| Extracted text |
This ethnic geography carries immense weight in determining the Afghan future. After Western withdrawal, the Taliban will probably not be able to exert effective control over the whole of Afghanistan. Essentially a Pashtun phenomenon, it will be difficult for the Taliban to command sufficient support in non-Pashtun areas to hold sway there. But the Taliban is strong enough amongst the Pashtuns to rapidly exert control over large areas in the South and East if residual structures fail.

Afghanistan’s central government also poses a big question mark for the country. The government almost surely will be weak—a consequence in large measure of President Karzai’s two terms in office. His government has been undermined by corruption, familial and Pashtun nepotism, and a failure to engage consistently with the wider Kabul polity. At the provincial level and below, Karzai’s political situation is not much better. Lack of effective government and the Taliban challenge have undermined his standing, and his support among Pashtuns in the South has declined precipitately.

There are surface parallels between Karzai’s attempt to function as a national leader and the leadership of Mohammed Najibullah, head of the Soviet successor state in Kabul. Najibullah also sought to bring the nation together through his national reconciliation and pacification program of the late 1980s. But Najibullah was a far more effective national leader who understood and engaged with the wider societal and political issues of the day in a manner that Karzai has not been able to do. His People’s Democratic Party of Afghanistan was a political party with national reach; the Karzai years have not spawned any such party organization with comparable influence. The 2011 formation of the Truth and Justice Party, which seeks to represent a broad range of ethnic groups and ideological positions, is a belated attempt to put this right. But however rapidly the party develops, it isn’t likely to challenge successfully the well-established local and regional power brokers or take on the Taliban in the South and East.

Still, the events that preceded Najibullah’s fall in 1992 have a depressing contemporary resonance. His government fell after the collapse of the Soviet Union led to the end of Soviet support for the Kabul regime. But even before that, the country’s extended crisis contained elements of corruption, financial collapse, scarcity of resources and chronic overdependence on foreign support. In 1988, 75 percent of Afghan state revenue derived from projects dependent on Soviet support. And in 1991, internally generated revenue provided just 30 percent of a declining GDP. The inability of today’s Afghanistan to generate the revenue to meet the financial burden of maintaining an expanded national army and police force is eerily reminiscent of the immediate post-Soviet era, after the abrupt collapse of Soviet support left the country economically on its own.

A joint Afghan and World Bank report issued in November 2011 stated that, assuming effective development of Afghan minerals and national economic growth of 5–6 percent a year for a decade, expenditures would still exceed GDP by some 25 percent, or $7.2 billion a year. Even when the cost of maintaining the security forces is removed, spending exceeds income by 11 percent. And this is based on the assumption that security will improve sufficiently to allow for the exploitation of mineral resources. That may not be a realistic assumption. The Senate Foreign Relations Committee issued a similarly pessimistic report. The international community may make available greater support than the USSR was able to give Najibullah, but it still may not be enough to offset the weakness of any national government following Western disengagement, not to mention the existence and durability of the Taliban. A more ideologically coherent opponent than the mujahideen of the late 1980s and early 1990s, today’s Taliban is the dominant indigenous Afghan political influence in the South and East.

| Records shown |
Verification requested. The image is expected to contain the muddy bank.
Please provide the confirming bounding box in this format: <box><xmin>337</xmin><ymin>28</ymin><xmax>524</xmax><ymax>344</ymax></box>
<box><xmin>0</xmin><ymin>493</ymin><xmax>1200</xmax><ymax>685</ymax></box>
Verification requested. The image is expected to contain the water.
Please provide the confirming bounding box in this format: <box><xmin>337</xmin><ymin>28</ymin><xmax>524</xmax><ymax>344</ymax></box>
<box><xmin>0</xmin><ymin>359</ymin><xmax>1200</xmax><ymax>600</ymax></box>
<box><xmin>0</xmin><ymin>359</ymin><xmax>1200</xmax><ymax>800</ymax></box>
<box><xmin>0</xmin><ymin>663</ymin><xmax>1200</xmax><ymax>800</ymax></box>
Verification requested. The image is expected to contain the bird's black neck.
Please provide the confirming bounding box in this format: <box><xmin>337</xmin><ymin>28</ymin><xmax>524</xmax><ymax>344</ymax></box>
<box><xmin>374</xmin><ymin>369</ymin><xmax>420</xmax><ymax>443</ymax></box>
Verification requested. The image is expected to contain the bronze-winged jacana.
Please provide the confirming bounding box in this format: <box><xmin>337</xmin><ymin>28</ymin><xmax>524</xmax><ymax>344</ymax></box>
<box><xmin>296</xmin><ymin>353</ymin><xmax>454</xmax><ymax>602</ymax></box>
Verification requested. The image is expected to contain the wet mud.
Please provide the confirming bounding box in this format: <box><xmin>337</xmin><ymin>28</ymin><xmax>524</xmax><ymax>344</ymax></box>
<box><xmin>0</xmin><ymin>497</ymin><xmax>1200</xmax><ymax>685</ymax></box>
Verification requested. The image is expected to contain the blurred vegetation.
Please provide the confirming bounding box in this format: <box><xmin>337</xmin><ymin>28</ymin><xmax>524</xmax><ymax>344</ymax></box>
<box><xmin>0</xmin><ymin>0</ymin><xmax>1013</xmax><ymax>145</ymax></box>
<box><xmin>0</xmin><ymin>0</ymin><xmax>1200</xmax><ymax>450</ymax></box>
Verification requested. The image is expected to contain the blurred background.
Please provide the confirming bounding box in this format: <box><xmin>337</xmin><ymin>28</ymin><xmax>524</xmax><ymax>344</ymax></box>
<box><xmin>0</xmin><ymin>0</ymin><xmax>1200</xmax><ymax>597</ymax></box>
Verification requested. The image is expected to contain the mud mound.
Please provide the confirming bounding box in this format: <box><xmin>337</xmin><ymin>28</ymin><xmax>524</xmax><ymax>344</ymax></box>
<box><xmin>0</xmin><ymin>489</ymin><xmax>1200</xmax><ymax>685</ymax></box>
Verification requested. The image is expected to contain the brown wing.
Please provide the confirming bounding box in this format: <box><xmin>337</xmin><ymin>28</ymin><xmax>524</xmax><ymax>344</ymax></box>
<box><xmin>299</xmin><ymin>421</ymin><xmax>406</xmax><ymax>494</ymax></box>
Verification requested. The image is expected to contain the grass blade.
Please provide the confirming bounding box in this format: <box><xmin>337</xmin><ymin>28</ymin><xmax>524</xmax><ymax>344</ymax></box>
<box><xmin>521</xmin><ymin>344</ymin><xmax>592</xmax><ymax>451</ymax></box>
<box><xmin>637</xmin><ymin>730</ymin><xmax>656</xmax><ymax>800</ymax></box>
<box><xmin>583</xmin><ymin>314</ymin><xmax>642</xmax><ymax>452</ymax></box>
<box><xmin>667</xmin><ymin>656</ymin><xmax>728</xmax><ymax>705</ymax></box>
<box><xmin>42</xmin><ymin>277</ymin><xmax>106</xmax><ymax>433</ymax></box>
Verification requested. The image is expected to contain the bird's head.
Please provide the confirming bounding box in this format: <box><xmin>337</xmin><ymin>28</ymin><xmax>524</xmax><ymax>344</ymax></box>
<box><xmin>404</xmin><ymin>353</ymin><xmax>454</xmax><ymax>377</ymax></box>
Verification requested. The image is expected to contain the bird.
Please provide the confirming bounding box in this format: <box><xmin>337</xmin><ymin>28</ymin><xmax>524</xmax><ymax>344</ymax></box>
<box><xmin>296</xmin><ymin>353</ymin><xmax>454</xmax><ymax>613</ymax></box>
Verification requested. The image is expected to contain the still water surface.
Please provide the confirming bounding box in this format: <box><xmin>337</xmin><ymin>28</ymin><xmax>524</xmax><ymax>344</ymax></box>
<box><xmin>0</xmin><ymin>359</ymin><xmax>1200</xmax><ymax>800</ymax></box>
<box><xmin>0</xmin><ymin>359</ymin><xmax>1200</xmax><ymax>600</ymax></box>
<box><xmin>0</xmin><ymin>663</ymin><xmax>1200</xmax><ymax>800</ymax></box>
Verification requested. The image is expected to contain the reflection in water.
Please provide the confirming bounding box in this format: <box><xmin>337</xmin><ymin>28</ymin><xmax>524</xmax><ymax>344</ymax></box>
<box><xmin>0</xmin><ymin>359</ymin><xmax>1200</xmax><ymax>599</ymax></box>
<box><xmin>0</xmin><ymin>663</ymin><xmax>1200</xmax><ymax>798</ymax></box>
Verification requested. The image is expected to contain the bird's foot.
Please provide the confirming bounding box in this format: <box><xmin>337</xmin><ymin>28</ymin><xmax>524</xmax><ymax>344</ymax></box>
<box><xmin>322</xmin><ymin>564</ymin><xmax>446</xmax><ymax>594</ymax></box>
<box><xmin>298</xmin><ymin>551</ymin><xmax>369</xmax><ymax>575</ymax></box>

| Aim A |
In the passage on Afghanistan's future, what percentage of Afghan state revenue in 1988 came from projects dependent on Soviet support?
| Aim B |
Please pick up the passage on Afghanistan's future after its final sentence and carry it forward.
The records were drawn from a separate source.

| Task output A |
75 percent

| Task output B |
Then there are the twin issues of personality and deeply ingrained behavioral patterns at the national level. One might think that the civil war of the 1990s and the subsequent Taliban government, followed by the Taliban overthrow, would have brought new governmental and political players to the fore. But the Afghan national polity seems to be dominated by the same people as before, and it is striking how difficult it is for outsiders to break into it, even in the face of these major traumas. Many of the key figures have been major players in Afghan national politics far longer than Karzai, which may account for some of his difficulties. With the exception of Ahmed Shah Massoud and Burhanuddin Rabbani, both killed by the Taliban, almost all the key players of the 1990s remain active today.

But another important reality is that none of these men has obvious credentials as a potential national leader. They are distinctly ethnic or regional players. The result is that there has been a dearth of alternative potential national leaders. This reflects, in part, the ethnic and local nature of Afghan society and politics. But deliberate policy comes into play as well. Karzai raised concerns among American policy makers in 2010 when he sacked two top governmental officials—Interior Minister Mohammad Hanif Atmar and intelligence chief Amrullah Saleh—after they failed to prevent an attack on a Kabul peace council. Such actions belie any idea of an orderly political succession. Thus, the collective behavior of the Kabul polity is likely to revert to that of the early 1990s—jockeying for individual and ethnic advantage as well as the formation of unstable, shifting alliances susceptible to external exploitation and military pressure.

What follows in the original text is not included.